--- begin DOCUMENT PASSAGE ---
# Possibility for the future in RV's?



## johnsandywhite (May 9, 2005)

:lol: Possibility for the future in RV's?

>>Allinson Transmission<<


----------



## Pusser (May 9, 2005)

I think elec hookup prices may rise a tad


----------



## johnsandywhite (May 9, 2005)

:lol: All the more reason to have Solar Power *Pusser*. :wink:


----------



## olley (May 1, 2005)

Back in the sixtys a bus company experimented with a very large flywheel underneath the bus to store power from a retrogenerative braking system, worked great on the straights but due to gyroscope forces had a job going around corners :lol: never heard anymore about it.

Olley


----------



## Malc (May 9, 2005)

We trialled an electric bus in the 70`s, slow and the driver got a 2 lunch break each day so the batteries could be recharged!
Malc


----------



## olley (May 1, 2005)

What about steam power! the old fodens use to have a fair turn of speed, instead of petrol load up with 2 ton of coal. and get the wife to shovel it in the boiler :lol: might be cheaper and it will keep her to busy to talk :lol: 

Olley


----------



## johnsandywhite (May 9, 2005)

olley said:


> instead of petrol load up with 2 ton of coal. and get the wife to shovel it in the boiler, it will keep her too busy to talk.


 8O Sorry. I couldn't do without my Nagivator. :lol:


----------



## Pusser (May 9, 2005)

On the news this week was a lorry firm that has converted one of its lorries to run on cooking oil. I think it works out at 40p per ltr and you fill up at Sainsburys deli counter. Apparently, no loss of power but disposal of 300 plastic bottles each fill up must be tiresome.


----------
--- end DOCUMENT PASSAGE ---
--- begin ENTRIES ---
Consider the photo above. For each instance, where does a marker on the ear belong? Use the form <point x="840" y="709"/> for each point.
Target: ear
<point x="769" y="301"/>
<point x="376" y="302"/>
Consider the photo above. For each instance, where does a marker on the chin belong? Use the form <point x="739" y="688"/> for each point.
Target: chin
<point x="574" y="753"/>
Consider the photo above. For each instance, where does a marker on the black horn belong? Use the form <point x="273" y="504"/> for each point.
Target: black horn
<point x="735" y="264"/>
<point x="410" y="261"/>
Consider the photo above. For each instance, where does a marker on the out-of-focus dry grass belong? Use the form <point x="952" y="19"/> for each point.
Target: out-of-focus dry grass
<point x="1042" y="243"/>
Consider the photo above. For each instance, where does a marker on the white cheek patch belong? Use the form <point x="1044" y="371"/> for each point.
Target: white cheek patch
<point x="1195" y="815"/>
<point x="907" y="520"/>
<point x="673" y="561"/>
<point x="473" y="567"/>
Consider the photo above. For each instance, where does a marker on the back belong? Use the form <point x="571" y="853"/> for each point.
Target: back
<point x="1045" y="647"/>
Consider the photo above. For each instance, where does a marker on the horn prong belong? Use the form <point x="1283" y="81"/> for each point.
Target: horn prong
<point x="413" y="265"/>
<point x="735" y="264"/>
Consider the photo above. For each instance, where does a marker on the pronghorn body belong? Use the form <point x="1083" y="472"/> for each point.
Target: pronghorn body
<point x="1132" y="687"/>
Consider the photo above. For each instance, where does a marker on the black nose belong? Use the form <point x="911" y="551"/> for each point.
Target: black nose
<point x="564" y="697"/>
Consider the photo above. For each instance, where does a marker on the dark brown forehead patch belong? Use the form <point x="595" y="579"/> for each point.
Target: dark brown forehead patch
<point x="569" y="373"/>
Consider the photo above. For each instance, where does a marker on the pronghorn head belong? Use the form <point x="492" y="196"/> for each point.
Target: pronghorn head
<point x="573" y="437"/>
--- end ENTRIES ---
- _STATED PROBLEM_
Reproduce the RV forum thread word for word, starting at the words "Back in the" and ending after "anymore about it.". Rely only on the RV forum thread for what is asked.

- _ANSWER FOR THE TASK_
Back in the sixtys a bus company experimented with a very large flywheel underneath the bus to store power from a retrogenerative braking system, worked great on the straights but due to gyroscope forces had a job going around corners :lol: never heard anymore about it.